GIVEN RECORDS:

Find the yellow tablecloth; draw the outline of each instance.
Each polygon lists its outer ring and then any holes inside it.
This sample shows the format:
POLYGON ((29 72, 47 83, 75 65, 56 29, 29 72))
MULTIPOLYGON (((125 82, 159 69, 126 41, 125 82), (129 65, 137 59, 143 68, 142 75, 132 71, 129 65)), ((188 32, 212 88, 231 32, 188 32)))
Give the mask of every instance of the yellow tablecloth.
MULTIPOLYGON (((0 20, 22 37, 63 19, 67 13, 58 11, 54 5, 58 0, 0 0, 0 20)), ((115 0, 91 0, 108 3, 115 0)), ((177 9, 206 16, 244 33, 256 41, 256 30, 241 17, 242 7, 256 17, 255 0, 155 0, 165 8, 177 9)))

WHAT YOU NEED TO DO: Rewrite the lines above, swapping "yellow tablecloth" for "white napkin" wherever it appears and leaving everything else the same.

RESULT OF THE TASK:
Find the white napkin; draw the outline of each instance.
Each polygon lists its outer ring and then any holes inside it.
This sample shows the format:
POLYGON ((29 72, 47 83, 75 65, 56 29, 29 72))
MULTIPOLYGON (((125 82, 159 69, 126 41, 125 82), (129 65, 137 59, 143 68, 142 75, 132 71, 129 65)), ((188 32, 212 88, 231 32, 188 32)))
Give the mask of every instance of the white napkin.
MULTIPOLYGON (((0 20, 22 37, 63 19, 67 13, 58 11, 54 5, 58 0, 0 0, 0 20)), ((115 0, 91 0, 108 3, 115 0)), ((177 9, 206 16, 244 33, 256 41, 256 30, 241 17, 242 7, 256 17, 255 0, 155 0, 165 8, 177 9)))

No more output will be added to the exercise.